*Selected extract*:
***

The page's server load fetches everything the first paint needs — board, chat history, and pending tasks — over RaisinHttpClient (SQL over HTTP):

// src/routes/+page.server.ts (trimmed)
export const load: PageServerLoad = async ({ parent }) => {
const { session } = await parent();
if (!session) return { board: null, chat: null, tasks: null };

const client = createHttpClient(session.token);
const db = client.database(REPOSITORY);

const [shiftsRes, staffRes, pendingTasks] = await Promise.all([
db.executeSql(SHIFTS_SQL),
db.executeSql(STAFF_SQL),
listPendingTasks(client),
]);

// ... latest ai_chat conversation via ConversationManager.list() +
// manager.getMessages(conversationPath) ...

return {
board: { shifts: rowsToShifts(shiftsRes.rows ?? []), staff: rowsToStaff(staffRes.rows ?? []) },
chat: { conversationPath, messages },
tasks: pendingTasks,
};
};

The first response is complete HTMLview-source: shows the shift titles before any JavaScript runs. frontend/ssr-check.sh proves it with curl only: log in via the form action, then assert the shift titles appear in the raw HTML.

SSR view-source proof View-source on the freshly loaded page: shift cards and chat history are server-rendered HTML.

After hydration, the page seeds the Svelte stores from the SSR data (no re-fetch) and switches to the live layer: the browser connects a WebSocket client and authenticates with the same access token (client.authenticate({ type: 'jwt', token })).

***

*Dataset excerpts*:

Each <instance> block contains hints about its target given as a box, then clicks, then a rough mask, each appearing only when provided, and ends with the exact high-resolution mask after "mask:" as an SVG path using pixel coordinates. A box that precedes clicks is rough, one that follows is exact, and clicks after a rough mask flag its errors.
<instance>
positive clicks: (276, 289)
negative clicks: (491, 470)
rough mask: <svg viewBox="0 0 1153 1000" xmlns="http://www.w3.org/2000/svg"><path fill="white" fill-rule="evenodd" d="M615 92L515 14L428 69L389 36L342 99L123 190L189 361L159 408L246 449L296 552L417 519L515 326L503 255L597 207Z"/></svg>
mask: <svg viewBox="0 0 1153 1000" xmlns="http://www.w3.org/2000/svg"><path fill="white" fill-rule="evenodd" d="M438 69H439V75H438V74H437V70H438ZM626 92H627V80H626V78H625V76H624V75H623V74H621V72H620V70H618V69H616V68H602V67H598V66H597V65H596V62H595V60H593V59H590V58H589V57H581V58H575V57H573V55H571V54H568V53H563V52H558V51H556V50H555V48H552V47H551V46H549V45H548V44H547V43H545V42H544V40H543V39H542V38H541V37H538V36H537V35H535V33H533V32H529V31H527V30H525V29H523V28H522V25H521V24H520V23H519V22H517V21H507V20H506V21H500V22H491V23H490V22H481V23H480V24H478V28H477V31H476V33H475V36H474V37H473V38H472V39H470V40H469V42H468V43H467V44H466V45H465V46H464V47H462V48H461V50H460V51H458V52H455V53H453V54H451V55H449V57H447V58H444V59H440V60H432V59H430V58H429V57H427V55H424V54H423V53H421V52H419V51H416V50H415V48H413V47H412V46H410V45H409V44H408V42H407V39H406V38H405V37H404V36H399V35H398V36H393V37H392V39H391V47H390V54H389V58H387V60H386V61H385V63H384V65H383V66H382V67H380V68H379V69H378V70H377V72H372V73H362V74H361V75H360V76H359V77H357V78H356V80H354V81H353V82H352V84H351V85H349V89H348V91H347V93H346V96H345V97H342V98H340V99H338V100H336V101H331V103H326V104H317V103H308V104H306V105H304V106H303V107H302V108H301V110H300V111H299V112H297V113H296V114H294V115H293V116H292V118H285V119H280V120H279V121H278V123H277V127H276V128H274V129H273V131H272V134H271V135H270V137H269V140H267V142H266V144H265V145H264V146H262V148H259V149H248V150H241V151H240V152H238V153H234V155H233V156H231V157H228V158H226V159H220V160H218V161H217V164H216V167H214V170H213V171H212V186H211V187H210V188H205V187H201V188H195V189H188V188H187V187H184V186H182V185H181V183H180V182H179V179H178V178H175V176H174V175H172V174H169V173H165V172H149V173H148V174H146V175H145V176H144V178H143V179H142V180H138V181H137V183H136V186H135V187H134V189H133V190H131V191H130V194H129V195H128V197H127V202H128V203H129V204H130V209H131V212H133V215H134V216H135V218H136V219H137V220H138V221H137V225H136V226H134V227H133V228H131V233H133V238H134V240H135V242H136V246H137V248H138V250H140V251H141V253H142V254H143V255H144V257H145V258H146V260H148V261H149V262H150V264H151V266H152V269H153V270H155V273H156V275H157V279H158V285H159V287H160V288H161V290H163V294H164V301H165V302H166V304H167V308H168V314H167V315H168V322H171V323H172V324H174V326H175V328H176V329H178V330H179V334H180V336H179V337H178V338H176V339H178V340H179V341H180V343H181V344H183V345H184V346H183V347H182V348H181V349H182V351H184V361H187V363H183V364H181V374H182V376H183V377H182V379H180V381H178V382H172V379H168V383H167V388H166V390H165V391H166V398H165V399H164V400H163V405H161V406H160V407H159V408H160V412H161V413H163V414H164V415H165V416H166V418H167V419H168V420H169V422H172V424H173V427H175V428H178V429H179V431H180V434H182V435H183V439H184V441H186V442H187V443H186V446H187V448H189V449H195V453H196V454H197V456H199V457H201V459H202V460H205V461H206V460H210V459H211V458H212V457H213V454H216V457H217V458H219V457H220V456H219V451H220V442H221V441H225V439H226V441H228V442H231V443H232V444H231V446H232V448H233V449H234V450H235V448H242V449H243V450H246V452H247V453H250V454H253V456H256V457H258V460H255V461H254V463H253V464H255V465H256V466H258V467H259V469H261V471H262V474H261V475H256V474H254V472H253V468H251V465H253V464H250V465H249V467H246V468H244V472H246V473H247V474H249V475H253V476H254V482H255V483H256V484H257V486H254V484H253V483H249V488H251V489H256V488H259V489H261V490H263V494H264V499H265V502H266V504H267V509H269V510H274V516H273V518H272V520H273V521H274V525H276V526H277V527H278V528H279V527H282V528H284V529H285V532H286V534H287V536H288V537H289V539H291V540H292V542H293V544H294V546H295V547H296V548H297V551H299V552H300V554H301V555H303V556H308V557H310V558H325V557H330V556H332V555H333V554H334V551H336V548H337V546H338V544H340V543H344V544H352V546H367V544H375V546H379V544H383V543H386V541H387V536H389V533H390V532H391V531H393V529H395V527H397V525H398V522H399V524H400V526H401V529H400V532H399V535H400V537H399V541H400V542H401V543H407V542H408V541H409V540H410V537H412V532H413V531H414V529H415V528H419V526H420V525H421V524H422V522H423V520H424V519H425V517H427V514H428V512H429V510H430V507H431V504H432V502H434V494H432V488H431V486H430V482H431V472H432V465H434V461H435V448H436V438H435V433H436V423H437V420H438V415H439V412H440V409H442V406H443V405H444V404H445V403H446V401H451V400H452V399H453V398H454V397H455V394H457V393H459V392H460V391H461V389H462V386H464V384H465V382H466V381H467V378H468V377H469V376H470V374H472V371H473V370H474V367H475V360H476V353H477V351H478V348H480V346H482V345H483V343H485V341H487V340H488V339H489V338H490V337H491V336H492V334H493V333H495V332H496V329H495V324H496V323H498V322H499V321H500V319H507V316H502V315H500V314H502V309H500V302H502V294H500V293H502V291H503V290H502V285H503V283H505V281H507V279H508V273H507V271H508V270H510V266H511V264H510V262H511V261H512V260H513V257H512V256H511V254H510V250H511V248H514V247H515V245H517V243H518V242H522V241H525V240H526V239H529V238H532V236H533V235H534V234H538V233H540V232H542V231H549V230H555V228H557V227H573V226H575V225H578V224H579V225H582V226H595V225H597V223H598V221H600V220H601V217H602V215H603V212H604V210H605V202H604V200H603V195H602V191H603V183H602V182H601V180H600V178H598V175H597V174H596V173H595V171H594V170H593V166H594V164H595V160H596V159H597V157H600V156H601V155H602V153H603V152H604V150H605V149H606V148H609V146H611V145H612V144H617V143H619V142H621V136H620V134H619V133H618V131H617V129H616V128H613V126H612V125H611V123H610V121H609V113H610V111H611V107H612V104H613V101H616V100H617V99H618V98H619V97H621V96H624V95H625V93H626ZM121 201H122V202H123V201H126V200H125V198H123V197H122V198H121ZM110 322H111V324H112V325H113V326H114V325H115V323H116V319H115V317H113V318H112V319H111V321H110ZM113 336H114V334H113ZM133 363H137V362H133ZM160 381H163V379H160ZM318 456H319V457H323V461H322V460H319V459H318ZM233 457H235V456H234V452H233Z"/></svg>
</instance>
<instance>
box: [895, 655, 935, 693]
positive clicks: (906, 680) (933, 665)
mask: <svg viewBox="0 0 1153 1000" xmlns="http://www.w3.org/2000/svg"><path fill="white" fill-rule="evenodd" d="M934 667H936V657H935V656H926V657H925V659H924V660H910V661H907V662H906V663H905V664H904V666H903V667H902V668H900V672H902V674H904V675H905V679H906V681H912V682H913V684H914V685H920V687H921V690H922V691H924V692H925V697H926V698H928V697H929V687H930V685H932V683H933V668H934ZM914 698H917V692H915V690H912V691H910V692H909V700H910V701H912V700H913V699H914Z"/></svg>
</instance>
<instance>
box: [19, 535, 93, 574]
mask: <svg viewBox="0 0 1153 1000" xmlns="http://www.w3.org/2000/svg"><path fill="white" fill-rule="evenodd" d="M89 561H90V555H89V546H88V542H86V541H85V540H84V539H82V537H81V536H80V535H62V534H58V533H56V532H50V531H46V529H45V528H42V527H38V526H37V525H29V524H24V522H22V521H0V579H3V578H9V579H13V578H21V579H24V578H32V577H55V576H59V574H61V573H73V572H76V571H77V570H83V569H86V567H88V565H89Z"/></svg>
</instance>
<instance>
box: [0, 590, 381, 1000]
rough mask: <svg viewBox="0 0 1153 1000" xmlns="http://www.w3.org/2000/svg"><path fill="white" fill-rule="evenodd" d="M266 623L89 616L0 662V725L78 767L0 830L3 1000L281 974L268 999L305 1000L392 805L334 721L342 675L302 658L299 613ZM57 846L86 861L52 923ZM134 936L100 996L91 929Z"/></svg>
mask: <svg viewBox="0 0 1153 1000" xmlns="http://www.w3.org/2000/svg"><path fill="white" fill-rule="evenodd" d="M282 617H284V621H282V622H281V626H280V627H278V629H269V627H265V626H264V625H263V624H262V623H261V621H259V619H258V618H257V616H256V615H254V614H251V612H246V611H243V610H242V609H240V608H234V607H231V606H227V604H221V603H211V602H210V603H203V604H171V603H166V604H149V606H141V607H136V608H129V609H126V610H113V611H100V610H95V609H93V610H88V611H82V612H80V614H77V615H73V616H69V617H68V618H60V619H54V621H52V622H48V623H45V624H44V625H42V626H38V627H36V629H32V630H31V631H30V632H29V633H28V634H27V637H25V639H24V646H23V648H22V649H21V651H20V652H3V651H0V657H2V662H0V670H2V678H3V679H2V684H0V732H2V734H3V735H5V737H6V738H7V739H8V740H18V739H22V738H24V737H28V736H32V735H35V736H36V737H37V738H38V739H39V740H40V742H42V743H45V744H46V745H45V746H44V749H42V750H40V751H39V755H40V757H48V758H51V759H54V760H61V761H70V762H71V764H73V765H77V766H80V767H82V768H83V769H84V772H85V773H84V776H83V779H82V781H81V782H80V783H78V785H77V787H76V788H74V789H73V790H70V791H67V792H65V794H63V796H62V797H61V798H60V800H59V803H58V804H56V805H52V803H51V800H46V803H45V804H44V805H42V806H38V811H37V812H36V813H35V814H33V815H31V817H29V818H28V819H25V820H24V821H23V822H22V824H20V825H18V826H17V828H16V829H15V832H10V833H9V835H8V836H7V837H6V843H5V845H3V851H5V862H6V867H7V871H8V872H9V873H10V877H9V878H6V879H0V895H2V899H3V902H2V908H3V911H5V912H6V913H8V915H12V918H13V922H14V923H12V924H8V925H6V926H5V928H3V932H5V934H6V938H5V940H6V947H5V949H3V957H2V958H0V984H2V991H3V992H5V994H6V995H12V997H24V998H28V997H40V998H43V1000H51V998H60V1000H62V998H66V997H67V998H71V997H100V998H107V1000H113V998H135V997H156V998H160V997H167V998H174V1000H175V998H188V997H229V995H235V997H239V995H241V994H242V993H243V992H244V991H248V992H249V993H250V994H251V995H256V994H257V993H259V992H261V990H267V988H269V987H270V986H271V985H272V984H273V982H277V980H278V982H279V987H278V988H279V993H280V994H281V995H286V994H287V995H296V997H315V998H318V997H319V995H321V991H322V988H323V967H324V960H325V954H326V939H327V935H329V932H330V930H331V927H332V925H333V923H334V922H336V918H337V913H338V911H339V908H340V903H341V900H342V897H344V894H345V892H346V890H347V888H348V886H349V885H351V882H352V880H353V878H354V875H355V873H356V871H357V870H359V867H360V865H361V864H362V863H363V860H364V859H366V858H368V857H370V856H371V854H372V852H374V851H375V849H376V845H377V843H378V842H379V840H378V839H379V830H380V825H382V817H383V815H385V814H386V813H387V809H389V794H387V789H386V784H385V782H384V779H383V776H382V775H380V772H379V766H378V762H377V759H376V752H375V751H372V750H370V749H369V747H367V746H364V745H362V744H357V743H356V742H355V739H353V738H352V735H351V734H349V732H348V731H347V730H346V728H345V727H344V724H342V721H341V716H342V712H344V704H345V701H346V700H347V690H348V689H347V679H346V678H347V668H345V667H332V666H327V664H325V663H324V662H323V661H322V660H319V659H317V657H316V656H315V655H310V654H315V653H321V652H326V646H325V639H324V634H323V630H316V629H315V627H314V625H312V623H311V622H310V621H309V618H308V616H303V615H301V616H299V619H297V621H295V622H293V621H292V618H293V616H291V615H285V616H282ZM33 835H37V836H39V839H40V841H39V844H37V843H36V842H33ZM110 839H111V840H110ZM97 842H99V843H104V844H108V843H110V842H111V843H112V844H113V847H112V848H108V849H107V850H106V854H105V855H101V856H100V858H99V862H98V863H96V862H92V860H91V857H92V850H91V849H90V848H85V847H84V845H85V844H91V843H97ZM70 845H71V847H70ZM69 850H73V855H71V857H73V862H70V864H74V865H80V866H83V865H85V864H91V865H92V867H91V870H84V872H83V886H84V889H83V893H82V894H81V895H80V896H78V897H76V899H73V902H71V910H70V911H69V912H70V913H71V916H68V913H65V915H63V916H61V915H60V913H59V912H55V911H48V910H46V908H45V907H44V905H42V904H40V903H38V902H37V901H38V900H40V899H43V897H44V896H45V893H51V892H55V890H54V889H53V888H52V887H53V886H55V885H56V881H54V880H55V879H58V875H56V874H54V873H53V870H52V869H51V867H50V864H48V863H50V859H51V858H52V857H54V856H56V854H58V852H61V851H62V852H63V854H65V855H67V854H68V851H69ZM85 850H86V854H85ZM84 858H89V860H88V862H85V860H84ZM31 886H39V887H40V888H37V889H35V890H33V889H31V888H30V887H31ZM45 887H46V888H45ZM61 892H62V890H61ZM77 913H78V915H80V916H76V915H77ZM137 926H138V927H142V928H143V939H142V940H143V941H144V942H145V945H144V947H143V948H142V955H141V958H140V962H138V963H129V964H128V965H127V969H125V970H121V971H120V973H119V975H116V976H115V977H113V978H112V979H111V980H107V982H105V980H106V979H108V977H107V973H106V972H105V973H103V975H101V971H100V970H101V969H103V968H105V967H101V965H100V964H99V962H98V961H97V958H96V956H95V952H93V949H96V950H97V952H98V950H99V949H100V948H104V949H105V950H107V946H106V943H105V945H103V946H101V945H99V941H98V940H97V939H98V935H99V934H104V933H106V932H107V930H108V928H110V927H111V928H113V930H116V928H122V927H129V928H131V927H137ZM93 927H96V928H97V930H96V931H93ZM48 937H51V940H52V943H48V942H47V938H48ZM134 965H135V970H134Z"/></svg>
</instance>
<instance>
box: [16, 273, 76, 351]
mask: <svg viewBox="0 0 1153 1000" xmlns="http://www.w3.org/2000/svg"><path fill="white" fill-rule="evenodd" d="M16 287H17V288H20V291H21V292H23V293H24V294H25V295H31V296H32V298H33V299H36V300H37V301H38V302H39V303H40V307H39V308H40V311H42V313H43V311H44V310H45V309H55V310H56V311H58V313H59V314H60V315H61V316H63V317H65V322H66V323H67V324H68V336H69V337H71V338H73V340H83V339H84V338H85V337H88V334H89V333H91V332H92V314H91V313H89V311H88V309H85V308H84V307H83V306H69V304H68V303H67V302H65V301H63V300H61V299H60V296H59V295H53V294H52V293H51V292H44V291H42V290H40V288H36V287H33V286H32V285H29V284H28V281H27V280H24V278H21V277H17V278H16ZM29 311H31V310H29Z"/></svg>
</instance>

***

*Exercise instructions*:
**A)** Reproduce, character for character, the stretch of the SSR write-up from "The first response" through "the raw HTML.".
**B)** Decide whether each statement agrees with the SSR write-up, answering yes or no and quoting the deciding words:
(i) The server load fetches shifts, staff, and pending tasks in parallel through Promise.all.
(ii) After hydration, the page fetches the board data again before filling the Svelte stores.
(iii) The browser's WebSocket client authenticates with a different token from the one used by the server load.
**C)** Extend the SSR write-up past its final sentence, picking up where the live WebSocket layer is introduced.

*Answers to the exercises*:
**A)**
The first response is complete HTMLview-source: shows the shift titles before any JavaScript runs. frontend/ssr-check.sh proves it with curl only: log in via the form action, then assert the shift titles appear in the raw HTML.

**B)**
(i) Yes: "const [shiftsRes, staffRes, pendingTasks] = await Promise.all(["
(ii) No: "the page seeds the Svelte stores from the SSR data (no re-fetch)"
(iii) No: "authenticates with the same access token"

**C)**
The live board: one node subscription

When the agent (or anyone else) updates a shift node, the matching card updates in place — no polling. From src/lib/stores/board.svelte.ts:

// Live updates: any node:updated under /shifts patches the matching card.
await getDb().workspace('staffing').events().subscribe(
{ path: '/shifts/*', event_types: ['node:updated'], include_node: true },
(event) => this.#onShiftEvent(event),
);

// The SDK restores subscriptions after a reconnect, but events missed
// while offline are gone — reload the board to resync.
getClient().onReconnected(() => { this.#load().catch(() => {}); });

Path filter semantics matter here:

  • * matches exactly one path segment — /shifts/* catches /shifts/sat-morning but not deeper nodes.
  • ** matches any depth.
  • There is no implicit prefix matching/shifts alone does not match children.

include_node: true delivers the full node in the event payload, so the handler patches state directly without a follow-up query:

#onShiftEvent(event: EventMessage): void {
const node = (event.payload as { node?: ... })?.node;
if (!node?.path || !node.properties) return;
const idx = this.shifts.findIndex((s) => s.path === node.path);
if (idx < 0) return;
// Replace the card data, bumping flashSeq so the UI replays the highlight.
this.shifts[idx] = toShift(node.path, node.properties, this.shifts[idx].flashSeq + 1);
}

The notification bell: a subscription on your inbox

The messaging pipeline delivers items into the logged-in user's home inbox in the raisin:access_control workspace. The bell is nothing more than a subscription on that subtree — from src/lib/stores/notifications.svelte.ts:

await getDb().workspace('raisin:access_control').events().subscribe(
{
path: `${home}/inbox/**`, // ** because inbox items nest
event_types: ['node:created', 'node:updated'],
include_node: true,
},
(event) => this.#onInboxEvent(event),
);

** is required because inbox items nest (chats/<conversation>/<message>). This is the app's single inbox subscription: it bumps the badge, shows toasts, and (in Part 5) also feeds the human-task panel. One subscription, three features.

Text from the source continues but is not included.